● Selected text
'''

Is this polynomial irreducible? $h(x, y) = x^2\ − y^3 \in \mathbb{Q}[x,y]$

Question

$h(x, y) = x^2\ − y^3 \in \mathbb{Q}[x,y]$

I am trying to figure out if this polynomial is irreducible. I believe it is, but I am not sure how to show this. Any help would be great!

Answer 1

Hint: If $x^2-y^3=fg$, what can you say about the degrees of $f$ and $g$?

Answer 2

A sketch:

If $x^2-y^3$ were not irreducible, seen as a polynomial in $\mathbf Q[x][y]$, it would factor as $$x^2-y^3=\bigl(x-p(y)\bigr)\bigl(x-q(y)\bigr)=x^2-\bigl(p(y)+q(y)\bigr)x+p(y)q(y).$$ Deduce that $\;\deg y^3$ should be even.

Answer 3

Consider the ring homomorphism $\phi : \mathbb{Q}[x,y] \to \mathbb{Q}[t]$, $p(x,y) \mapsto p(t^3, t^2)$. We claim that the kernel of this homomorphism is the ideal generated by $h(x,y) = x^2 - y^3$.

'''

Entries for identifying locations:
'''

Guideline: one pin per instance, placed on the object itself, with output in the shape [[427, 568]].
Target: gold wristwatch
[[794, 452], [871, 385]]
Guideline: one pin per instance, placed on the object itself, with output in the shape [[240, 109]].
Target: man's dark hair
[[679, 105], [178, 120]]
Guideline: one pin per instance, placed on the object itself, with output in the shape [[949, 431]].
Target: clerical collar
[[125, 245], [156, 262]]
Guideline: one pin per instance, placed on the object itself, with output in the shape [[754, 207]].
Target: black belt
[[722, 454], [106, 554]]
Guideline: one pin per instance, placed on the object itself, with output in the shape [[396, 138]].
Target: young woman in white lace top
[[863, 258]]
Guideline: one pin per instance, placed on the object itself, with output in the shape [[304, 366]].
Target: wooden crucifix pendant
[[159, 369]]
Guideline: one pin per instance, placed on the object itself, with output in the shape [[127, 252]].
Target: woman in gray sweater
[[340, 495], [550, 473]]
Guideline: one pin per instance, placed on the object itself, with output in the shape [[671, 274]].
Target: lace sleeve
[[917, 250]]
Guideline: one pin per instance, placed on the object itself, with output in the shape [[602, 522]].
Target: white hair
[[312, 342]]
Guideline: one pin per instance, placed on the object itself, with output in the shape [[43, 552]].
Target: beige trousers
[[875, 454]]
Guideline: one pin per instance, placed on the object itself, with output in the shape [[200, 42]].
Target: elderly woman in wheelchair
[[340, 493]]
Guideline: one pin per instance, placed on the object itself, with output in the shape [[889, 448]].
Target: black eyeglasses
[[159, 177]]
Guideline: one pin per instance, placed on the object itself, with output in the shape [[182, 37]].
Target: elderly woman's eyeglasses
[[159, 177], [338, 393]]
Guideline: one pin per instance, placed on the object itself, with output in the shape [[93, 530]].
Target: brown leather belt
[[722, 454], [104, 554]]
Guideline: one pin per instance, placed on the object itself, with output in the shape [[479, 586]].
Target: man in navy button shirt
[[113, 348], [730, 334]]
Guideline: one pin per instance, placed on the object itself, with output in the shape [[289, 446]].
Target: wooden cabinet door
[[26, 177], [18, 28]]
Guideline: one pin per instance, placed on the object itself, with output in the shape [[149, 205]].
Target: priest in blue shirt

'''

● Actions to take
(a) Transcribe the thread on whether x² − y³ is irreducible, from "If $x^2-y^3$ were" up to and including "by $h(x,y) = x^2 - y^3$.".
(b) Answer these questions using the thread on whether x² − y³ is irreducible:
(i) Which polynomial ring is h(x, y) stated to belong to?
(ii) In the sketch, what property should the degree of y³ be deduced to have?
(iii) Under the ring homomorphism in the last answer, what does p(x, y) map to?

● Completed exercise
(a)
If $x^2-y^3$ were not irreducible, seen as a polynomial in $\mathbf Q[x][y]$, it would factor as $$x^2-y^3=\bigl(x-p(y)\bigr)\bigl(x-q(y)\bigr)=x^2-\bigl(p(y)+q(y)\bigr)x+p(y)q(y).$$ Deduce that $\;\deg y^3$ should be even.

Answer 3

Consider the ring homomorphism $\phi : \mathbb{Q}[x,y] \to \mathbb{Q}[t]$, $p(x,y) \mapsto p(t^3, t^2)$. We claim that the kernel of this homomorphism is the ideal generated by $h(x,y) = x^2 - y^3$.

(b)
(i) ℚ[x, y]
(ii) It should be even.
(iii) p(t³, t²)